* [Quoted text]:
━━━━━━━━━━━━━━━━━━━━

- 11
Marino Marini
Description
- Marino Marini
- L'IDEA DEL CAVALIERE
- stamped with the initials MM
- bronze, painted and chiselled by the artist
- height: 57cm.; 22 3/8 in.
Provenance
Kathleen Walsh, London
The Lefevre Gallery (Alex Reid & Lefevre Ltd.), London (acquired from the above)
Acquired from the above by the present owner in 1977
Literature
Patrick Waldberg, Herbert Read & Gualtieri di San Lazzaro, Marino Marini, Complete Works, New York, 1970, no. 335, illustration of another cast p. 373
Carlo Pirovano, Marino Marini Scultore, Milan, 1972, no. 341, fig. 129, illustrations of another cast pp. 120 & 167
Marino Marini, Japan, 1978, no. 162, illustration of another cast
Marco Meneguzzo, Marino Marini - cavalli e cavalieri, Milan, 1997, no. 87
Fondazione Marino Marini (ed.), Marino Marini, Catalogue Raisonné of the Sculptures, Milan, 1998, no. 409, illustration of another cast p. 284
Condition
"In response to your inquiry, we are pleased to provide you with a general report of the condition of the property described above. Since we are not professional conservators or restorers, we urge you to consult with a restorer or conservator of your choice who will be better able to provide a detailed, professional report. Prospective buyers should inspect each lot to satisfy themselves as to condition and must understand that any statement made by Sotheby's is merely a subjective, qualified opinion. Prospective buyers should also refer to any Important Notices regarding this sale, which are printed in the Sale Catalogue.
NOTWITHSTANDING THIS REPORT OR ANY DISCUSSIONS CONCERNING A LOT, ALL LOTS ARE OFFERED AND SOLD AS IS" IN ACCORDANCE WITH THE CONDITIONS OF BUSINESS PRINTED IN THE SALE CATALOGUE."

━━━━━━━━━━━━━━━━━━━━

* [Entries shown]:
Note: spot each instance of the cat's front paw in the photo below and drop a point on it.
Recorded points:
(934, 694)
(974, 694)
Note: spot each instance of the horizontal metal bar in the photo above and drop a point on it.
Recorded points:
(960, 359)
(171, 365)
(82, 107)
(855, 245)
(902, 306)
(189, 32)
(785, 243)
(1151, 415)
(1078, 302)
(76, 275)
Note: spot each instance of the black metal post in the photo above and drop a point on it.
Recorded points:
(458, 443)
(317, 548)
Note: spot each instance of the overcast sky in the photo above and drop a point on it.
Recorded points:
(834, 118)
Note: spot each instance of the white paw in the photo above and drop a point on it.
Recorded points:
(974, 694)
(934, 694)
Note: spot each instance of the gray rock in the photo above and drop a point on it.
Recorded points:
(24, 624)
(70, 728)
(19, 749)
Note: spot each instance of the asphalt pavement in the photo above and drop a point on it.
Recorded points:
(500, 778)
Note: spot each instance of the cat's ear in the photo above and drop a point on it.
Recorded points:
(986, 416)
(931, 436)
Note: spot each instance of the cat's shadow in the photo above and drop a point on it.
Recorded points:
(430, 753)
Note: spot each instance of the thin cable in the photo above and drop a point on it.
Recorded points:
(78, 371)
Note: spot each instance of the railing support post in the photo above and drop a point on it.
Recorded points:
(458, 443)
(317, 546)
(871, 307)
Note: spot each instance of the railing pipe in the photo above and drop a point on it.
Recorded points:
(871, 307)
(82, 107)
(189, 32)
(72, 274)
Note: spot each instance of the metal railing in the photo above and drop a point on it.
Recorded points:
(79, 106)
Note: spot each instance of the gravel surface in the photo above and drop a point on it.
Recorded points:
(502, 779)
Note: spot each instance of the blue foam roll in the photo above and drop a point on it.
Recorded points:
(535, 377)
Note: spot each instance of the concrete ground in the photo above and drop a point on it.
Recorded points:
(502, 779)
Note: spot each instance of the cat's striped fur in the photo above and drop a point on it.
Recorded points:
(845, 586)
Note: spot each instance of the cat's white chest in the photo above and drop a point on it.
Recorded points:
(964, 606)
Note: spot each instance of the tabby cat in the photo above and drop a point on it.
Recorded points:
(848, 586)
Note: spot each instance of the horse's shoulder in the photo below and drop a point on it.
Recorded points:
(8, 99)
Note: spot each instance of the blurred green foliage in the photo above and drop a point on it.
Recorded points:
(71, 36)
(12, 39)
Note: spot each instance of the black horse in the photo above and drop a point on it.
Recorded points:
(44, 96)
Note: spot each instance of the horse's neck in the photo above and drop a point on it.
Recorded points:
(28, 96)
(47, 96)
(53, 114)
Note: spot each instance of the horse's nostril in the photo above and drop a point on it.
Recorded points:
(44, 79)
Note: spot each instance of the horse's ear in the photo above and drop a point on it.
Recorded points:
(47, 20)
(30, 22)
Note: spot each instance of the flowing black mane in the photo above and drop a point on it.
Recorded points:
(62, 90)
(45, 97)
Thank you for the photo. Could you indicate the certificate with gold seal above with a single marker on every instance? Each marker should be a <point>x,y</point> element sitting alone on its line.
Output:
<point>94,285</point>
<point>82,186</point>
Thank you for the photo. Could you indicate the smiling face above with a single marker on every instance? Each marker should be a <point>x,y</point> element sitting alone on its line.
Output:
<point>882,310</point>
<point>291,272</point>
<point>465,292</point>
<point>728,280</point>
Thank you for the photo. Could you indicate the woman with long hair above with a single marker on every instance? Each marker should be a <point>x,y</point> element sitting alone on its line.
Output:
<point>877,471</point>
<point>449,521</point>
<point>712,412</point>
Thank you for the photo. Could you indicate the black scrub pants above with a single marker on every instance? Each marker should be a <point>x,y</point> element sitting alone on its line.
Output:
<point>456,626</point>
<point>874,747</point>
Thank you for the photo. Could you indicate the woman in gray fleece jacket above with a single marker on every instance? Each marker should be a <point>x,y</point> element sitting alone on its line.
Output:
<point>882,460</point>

━━━━━━━━━━━━━━━━━━━━

* [Work required]: Reproduce the Marino Marini lot entry above word for word, from its opening line through the final sentence of the condition report.

* [Finished exercise]:
- 11
Marino Marini
Description
- Marino Marini
- L'IDEA DEL CAVALIERE
- stamped with the initials MM
- bronze, painted and chiselled by the artist
- height: 57cm.; 22 3/8 in.
Provenance
Kathleen Walsh, London
The Lefevre Gallery (Alex Reid & Lefevre Ltd.), London (acquired from the above)
Acquired from the above by the present owner in 1977
Literature
Patrick Waldberg, Herbert Read & Gualtieri di San Lazzaro, Marino Marini, Complete Works, New York, 1970, no. 335, illustration of another cast p. 373
Carlo Pirovano, Marino Marini Scultore, Milan, 1972, no. 341, fig. 129, illustrations of another cast pp. 120 & 167
Marino Marini, Japan, 1978, no. 162, illustration of another cast
Marco Meneguzzo, Marino Marini - cavalli e cavalieri, Milan, 1997, no. 87
Fondazione Marino Marini (ed.), Marino Marini, Catalogue Raisonné of the Sculptures, Milan, 1998, no. 409, illustration of another cast p. 284
Condition
"In response to your inquiry, we are pleased to provide you with a general report of the condition of the property described above. Since we are not professional conservators or restorers, we urge you to consult with a restorer or conservator of your choice who will be better able to provide a detailed, professional report. Prospective buyers should inspect each lot to satisfy themselves as to condition and must understand that any statement made by Sotheby's is merely a subjective, qualified opinion. Prospective buyers should also refer to any Important Notices regarding this sale, which are printed in the Sale Catalogue.
NOTWITHSTANDING THIS REPORT OR ANY DISCUSSIONS CONCERNING A LOT, ALL LOTS ARE OFFERED AND SOLD AS IS" IN ACCORDANCE WITH THE CONDITIONS OF BUSINESS PRINTED IN THE SALE CATALOGUE."